— Begin MATERIALS PROVIDED —

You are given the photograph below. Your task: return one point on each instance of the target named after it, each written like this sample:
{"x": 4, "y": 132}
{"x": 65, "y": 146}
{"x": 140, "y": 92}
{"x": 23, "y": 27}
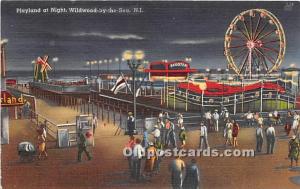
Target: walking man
{"x": 176, "y": 168}
{"x": 182, "y": 137}
{"x": 259, "y": 138}
{"x": 192, "y": 176}
{"x": 270, "y": 133}
{"x": 156, "y": 134}
{"x": 82, "y": 146}
{"x": 294, "y": 150}
{"x": 171, "y": 137}
{"x": 130, "y": 124}
{"x": 138, "y": 153}
{"x": 216, "y": 117}
{"x": 180, "y": 120}
{"x": 203, "y": 137}
{"x": 163, "y": 131}
{"x": 95, "y": 123}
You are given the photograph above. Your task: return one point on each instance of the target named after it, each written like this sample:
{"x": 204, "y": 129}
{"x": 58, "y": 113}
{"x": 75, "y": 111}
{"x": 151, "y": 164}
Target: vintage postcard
{"x": 150, "y": 94}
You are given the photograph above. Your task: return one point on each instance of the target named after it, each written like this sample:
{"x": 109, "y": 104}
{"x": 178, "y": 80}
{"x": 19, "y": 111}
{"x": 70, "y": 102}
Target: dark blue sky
{"x": 165, "y": 30}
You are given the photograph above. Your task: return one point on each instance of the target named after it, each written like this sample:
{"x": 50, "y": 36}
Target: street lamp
{"x": 99, "y": 63}
{"x": 88, "y": 63}
{"x": 118, "y": 61}
{"x": 133, "y": 62}
{"x": 54, "y": 60}
{"x": 33, "y": 64}
{"x": 109, "y": 62}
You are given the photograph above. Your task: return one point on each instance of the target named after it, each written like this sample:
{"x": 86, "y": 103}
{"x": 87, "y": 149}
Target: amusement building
{"x": 254, "y": 47}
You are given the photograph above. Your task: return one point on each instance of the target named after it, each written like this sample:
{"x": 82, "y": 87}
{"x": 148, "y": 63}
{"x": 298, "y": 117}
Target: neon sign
{"x": 8, "y": 100}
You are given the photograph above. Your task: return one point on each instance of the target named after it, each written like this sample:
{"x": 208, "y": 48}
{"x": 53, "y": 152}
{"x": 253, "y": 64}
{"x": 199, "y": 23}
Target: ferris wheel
{"x": 254, "y": 43}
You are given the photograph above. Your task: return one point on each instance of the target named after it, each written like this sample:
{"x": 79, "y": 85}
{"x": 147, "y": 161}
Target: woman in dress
{"x": 235, "y": 132}
{"x": 151, "y": 158}
{"x": 294, "y": 150}
{"x": 228, "y": 133}
{"x": 288, "y": 123}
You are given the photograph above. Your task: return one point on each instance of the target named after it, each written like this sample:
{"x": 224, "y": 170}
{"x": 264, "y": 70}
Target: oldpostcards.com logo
{"x": 128, "y": 152}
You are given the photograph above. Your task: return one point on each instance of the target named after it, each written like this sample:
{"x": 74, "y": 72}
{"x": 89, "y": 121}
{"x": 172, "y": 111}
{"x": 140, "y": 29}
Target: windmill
{"x": 40, "y": 69}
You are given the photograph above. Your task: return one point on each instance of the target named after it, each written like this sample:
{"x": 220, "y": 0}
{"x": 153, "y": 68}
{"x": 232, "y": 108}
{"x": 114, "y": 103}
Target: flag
{"x": 120, "y": 84}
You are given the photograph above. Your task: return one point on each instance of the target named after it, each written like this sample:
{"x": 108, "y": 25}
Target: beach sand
{"x": 109, "y": 168}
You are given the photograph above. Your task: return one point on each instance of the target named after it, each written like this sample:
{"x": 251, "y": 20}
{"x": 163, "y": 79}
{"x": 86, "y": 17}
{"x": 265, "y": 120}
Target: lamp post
{"x": 117, "y": 60}
{"x": 33, "y": 64}
{"x": 109, "y": 62}
{"x": 99, "y": 63}
{"x": 54, "y": 60}
{"x": 88, "y": 63}
{"x": 133, "y": 62}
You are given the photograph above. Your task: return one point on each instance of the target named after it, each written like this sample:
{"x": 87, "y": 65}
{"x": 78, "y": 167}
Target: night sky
{"x": 164, "y": 30}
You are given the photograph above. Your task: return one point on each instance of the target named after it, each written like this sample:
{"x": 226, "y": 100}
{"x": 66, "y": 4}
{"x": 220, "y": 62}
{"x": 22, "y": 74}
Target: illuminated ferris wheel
{"x": 254, "y": 43}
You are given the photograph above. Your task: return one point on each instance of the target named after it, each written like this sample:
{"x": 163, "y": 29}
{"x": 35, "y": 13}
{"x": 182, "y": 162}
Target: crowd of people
{"x": 163, "y": 137}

— End MATERIALS PROVIDED —

STATED GOAL: List every line in the listing above that contains the string "ferris", treating uppercase and lowercase as different.

SOLUTION TO THIS TASK:
Target: ferris wheel
Target: illuminated ferris wheel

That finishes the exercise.